• ЗАДАНИЕ
Отредактируйте материал, заменив «open mouth» на «closed mouth» и сохранив весь прочий текст без изменений. Изображения в ответ не включайте.

※

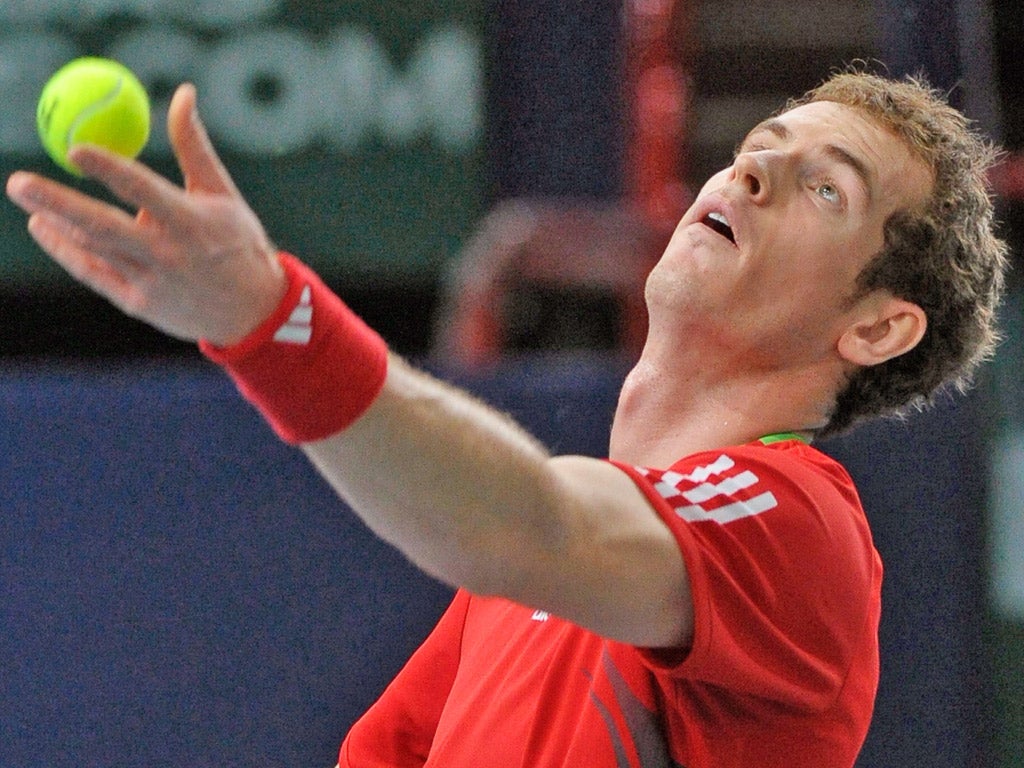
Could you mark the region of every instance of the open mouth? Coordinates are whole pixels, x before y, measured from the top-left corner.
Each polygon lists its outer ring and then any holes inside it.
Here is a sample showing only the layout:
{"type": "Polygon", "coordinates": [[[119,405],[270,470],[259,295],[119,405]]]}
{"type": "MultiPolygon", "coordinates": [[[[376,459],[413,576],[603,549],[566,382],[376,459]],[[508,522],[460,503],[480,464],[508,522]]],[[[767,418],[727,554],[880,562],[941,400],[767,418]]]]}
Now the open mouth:
{"type": "Polygon", "coordinates": [[[736,238],[732,233],[732,227],[729,226],[728,219],[726,219],[725,216],[723,216],[718,211],[712,211],[711,213],[709,213],[707,216],[703,217],[700,223],[703,224],[705,226],[710,226],[712,229],[714,229],[716,232],[721,234],[723,238],[728,240],[733,245],[736,244],[736,238]]]}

※

• РЕЗУЛЬТАТ
Could you mark the region of every instance of the closed mouth? Coordinates are whole pixels, x before y, measured from the top-left corner.
Each polygon lists its outer ring and then any holes inside it.
Here is a sample showing only the layout:
{"type": "Polygon", "coordinates": [[[119,405],[270,470],[259,295],[119,405]]]}
{"type": "MultiPolygon", "coordinates": [[[[376,459],[413,576],[603,549],[566,382],[376,459]],[[508,522],[460,503],[480,464],[508,522]]],[[[767,418],[727,554],[880,562],[941,400],[767,418]]]]}
Now the closed mouth:
{"type": "Polygon", "coordinates": [[[736,238],[732,233],[732,227],[729,226],[728,219],[726,219],[725,216],[723,216],[718,211],[712,211],[711,213],[709,213],[707,216],[703,217],[700,223],[703,224],[705,226],[710,226],[712,229],[714,229],[716,232],[721,234],[723,238],[728,240],[733,245],[736,244],[736,238]]]}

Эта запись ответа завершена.